START SOURCE MATERIAL
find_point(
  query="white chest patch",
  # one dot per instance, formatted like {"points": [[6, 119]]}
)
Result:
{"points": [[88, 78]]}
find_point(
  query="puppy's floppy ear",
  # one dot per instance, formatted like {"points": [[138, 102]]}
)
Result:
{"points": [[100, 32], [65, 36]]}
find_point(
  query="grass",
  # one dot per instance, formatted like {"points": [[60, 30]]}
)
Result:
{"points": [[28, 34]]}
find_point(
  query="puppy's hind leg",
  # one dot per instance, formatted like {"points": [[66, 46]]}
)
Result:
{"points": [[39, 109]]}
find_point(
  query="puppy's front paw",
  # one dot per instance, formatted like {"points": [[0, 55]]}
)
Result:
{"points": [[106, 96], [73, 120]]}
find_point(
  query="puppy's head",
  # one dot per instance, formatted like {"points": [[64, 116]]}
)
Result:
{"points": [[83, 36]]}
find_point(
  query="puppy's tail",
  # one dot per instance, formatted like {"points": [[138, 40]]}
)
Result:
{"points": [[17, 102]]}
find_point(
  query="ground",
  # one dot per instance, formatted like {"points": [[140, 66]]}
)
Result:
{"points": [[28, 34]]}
END SOURCE MATERIAL
- WHAT YOU WILL DO
Nothing in the listing above may be altered; transcribe all of it.

- ANSWER AREA
find_point(
  query="white chest patch",
  # one dot per instance, formatted like {"points": [[6, 119]]}
)
Result:
{"points": [[88, 78]]}
find_point(
  query="puppy's floppy ear",
  # one dot per instance, formatted like {"points": [[138, 102]]}
)
Result:
{"points": [[100, 32], [65, 36]]}
find_point(
  query="grass",
  # one dot per instance, formatted like {"points": [[60, 30]]}
)
Result:
{"points": [[28, 34]]}
find_point(
  query="puppy's hind leg",
  # one dot per instance, formatted like {"points": [[66, 46]]}
)
Result:
{"points": [[39, 109]]}
find_point(
  query="puppy's front paw",
  # one dot per instance, formatted like {"points": [[0, 55]]}
)
Result:
{"points": [[106, 96], [73, 120]]}
find_point(
  query="puppy's head",
  # one dot per instance, formatted like {"points": [[64, 116]]}
)
Result:
{"points": [[83, 36]]}
find_point(
  query="puppy's tail",
  # one dot per instance, formatted like {"points": [[138, 40]]}
)
Result:
{"points": [[17, 102]]}
find_point(
  query="ground",
  # one dot per instance, formatted like {"points": [[140, 66]]}
)
Result:
{"points": [[28, 34]]}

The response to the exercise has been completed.